EXERCISE AIM:
Write out the data below exactly, beginning with the first line and ending once the line that has "[(229, 200), (774, 358), (1024, 494)]" is written.

Natural language region descriptions
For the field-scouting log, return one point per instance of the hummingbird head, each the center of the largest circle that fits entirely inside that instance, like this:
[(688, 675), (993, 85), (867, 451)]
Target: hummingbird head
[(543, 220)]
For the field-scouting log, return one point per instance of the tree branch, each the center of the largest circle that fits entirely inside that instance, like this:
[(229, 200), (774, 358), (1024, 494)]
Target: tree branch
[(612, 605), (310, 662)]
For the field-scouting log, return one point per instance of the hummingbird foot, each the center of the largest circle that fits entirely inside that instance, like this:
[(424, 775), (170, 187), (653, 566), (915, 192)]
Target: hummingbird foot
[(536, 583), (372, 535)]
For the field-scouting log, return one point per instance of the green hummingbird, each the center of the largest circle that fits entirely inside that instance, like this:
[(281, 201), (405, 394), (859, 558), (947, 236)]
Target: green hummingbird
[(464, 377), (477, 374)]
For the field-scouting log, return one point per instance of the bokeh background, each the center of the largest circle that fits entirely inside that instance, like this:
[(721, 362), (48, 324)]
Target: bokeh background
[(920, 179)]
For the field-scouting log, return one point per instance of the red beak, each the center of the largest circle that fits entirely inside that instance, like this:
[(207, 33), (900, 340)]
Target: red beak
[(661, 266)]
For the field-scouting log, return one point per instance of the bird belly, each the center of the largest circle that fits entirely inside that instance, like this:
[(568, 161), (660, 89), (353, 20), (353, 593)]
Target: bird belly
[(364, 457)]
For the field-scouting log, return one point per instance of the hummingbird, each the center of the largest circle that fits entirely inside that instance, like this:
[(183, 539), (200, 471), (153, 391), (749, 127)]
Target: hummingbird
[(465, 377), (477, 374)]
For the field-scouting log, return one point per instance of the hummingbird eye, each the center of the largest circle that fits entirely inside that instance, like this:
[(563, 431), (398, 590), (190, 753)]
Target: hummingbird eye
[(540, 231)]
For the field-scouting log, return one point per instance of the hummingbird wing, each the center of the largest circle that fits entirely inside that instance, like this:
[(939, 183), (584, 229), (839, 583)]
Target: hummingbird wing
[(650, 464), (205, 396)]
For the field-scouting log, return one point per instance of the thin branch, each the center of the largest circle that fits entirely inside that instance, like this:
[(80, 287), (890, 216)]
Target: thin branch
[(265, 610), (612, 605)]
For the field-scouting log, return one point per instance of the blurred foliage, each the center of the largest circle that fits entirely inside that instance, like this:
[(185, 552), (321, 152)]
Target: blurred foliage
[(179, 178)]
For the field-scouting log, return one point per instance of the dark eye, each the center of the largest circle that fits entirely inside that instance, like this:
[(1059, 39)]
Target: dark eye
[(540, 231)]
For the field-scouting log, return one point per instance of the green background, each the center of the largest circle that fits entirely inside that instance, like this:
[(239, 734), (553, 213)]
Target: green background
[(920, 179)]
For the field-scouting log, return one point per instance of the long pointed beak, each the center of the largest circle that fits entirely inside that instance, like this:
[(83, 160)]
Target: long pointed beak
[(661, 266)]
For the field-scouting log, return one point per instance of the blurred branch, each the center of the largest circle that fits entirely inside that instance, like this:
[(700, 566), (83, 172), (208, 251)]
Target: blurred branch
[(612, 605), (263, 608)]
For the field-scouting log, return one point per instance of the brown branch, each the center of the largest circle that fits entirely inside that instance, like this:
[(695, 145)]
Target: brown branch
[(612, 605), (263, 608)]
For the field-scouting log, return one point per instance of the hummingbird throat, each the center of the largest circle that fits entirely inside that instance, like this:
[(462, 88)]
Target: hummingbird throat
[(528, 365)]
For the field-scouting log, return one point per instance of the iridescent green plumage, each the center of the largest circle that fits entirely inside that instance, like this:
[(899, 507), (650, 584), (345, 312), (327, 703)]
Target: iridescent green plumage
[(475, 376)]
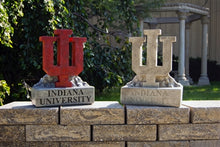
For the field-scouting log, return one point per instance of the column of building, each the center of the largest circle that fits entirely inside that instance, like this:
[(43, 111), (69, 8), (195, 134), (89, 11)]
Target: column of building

YOUR RESPONSE:
For the field-scouting log, return one point per instance of the hummingbird head, each the center of the largest circle that fits entirely inside that instance, like this:
[(688, 675), (993, 85), (867, 451)]
Target: hummingbird head
[(543, 220)]
For the field-scouting log, return one point per instance of the tree branch, each the center of the largest circle that fits entirely inside that instance, like this:
[(229, 200), (774, 358), (1024, 494)]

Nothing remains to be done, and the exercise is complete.